◆ **REQUIRED TASK**
Which lines run from the one containing "Practice. Locate the pile" to the end of the entries? Quote them exactly, and nothing else.

◆ **MATERIAL SHOWN**
↓
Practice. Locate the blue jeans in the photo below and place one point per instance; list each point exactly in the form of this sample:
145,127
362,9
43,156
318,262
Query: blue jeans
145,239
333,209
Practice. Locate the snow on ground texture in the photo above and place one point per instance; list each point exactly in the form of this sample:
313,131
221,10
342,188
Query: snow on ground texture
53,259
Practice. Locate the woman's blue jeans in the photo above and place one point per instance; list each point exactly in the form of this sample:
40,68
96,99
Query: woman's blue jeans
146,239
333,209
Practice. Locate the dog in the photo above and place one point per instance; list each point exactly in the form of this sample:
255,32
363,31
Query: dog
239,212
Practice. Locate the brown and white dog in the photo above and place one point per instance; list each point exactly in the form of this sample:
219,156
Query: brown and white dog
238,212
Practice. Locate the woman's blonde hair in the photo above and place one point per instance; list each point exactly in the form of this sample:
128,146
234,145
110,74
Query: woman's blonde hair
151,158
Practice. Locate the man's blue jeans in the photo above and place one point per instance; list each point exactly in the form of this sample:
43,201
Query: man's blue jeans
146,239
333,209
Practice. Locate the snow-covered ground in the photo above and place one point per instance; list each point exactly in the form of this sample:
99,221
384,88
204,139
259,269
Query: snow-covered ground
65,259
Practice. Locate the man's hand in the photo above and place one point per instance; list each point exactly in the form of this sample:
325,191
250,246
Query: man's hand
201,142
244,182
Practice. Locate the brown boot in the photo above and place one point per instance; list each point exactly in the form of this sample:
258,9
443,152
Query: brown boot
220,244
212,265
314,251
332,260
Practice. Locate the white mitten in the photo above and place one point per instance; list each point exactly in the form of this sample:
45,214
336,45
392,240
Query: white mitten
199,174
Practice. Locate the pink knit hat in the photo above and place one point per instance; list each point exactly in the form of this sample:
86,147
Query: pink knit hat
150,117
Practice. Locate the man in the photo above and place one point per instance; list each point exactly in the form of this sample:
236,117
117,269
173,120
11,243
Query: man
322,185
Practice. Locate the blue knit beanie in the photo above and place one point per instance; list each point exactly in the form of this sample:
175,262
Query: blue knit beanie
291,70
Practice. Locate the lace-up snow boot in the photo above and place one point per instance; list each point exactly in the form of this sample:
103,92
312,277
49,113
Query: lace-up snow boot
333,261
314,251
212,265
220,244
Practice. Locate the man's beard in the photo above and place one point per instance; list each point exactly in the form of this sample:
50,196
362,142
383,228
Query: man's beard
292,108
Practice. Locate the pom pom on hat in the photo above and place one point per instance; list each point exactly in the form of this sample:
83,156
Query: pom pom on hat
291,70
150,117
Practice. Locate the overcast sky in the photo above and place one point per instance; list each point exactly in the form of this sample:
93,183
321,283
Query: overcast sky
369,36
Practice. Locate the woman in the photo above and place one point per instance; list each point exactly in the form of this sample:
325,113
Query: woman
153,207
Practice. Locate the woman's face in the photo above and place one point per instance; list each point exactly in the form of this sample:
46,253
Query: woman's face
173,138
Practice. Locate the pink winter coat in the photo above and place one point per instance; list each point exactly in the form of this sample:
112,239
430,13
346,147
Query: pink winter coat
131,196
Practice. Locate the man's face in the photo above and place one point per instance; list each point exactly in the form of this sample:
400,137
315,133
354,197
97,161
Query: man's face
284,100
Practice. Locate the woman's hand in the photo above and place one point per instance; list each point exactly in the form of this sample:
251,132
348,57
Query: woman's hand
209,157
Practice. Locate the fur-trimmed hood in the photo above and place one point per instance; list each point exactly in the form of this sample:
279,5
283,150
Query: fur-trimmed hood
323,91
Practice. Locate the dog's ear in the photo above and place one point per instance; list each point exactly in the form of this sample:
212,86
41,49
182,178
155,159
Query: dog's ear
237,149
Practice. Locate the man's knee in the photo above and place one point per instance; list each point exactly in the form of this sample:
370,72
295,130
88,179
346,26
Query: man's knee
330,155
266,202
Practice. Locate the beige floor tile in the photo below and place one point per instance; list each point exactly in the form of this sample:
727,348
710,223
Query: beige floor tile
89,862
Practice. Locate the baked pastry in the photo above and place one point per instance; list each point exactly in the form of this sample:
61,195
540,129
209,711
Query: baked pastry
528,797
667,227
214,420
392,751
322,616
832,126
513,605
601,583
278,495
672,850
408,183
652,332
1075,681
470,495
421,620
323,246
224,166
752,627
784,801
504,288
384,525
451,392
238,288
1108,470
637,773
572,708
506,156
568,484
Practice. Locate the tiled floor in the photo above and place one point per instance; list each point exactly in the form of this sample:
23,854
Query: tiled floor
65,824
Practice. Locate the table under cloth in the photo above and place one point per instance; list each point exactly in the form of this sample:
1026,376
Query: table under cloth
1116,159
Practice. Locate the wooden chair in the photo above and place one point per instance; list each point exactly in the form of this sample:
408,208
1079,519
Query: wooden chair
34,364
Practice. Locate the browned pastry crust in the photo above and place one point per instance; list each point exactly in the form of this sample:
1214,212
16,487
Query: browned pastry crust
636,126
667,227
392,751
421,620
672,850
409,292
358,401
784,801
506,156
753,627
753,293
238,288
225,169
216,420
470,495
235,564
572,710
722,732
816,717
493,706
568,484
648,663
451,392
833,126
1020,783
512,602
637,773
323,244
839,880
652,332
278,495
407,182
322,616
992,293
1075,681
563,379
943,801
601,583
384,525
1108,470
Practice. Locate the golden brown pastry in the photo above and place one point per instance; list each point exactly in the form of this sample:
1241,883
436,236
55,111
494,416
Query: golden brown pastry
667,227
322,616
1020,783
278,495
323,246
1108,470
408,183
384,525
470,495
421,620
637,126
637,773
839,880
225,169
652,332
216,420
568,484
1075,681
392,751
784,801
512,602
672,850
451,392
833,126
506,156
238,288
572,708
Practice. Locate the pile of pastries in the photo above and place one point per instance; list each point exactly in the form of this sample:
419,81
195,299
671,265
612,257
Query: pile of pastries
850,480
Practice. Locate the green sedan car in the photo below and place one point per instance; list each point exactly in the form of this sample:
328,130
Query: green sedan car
↑
◆ **TASK RESULT**
Practice. Locate the pile of pastries in the photo above and place one point per instance; list each point exactly in the form of this sample:
419,81
195,299
671,265
612,257
Query: pile of pastries
850,480
Practice. Locate the green sedan car in the photo below and place one point per instance; list each point exactly in the form of this sample:
328,130
Query: green sedan car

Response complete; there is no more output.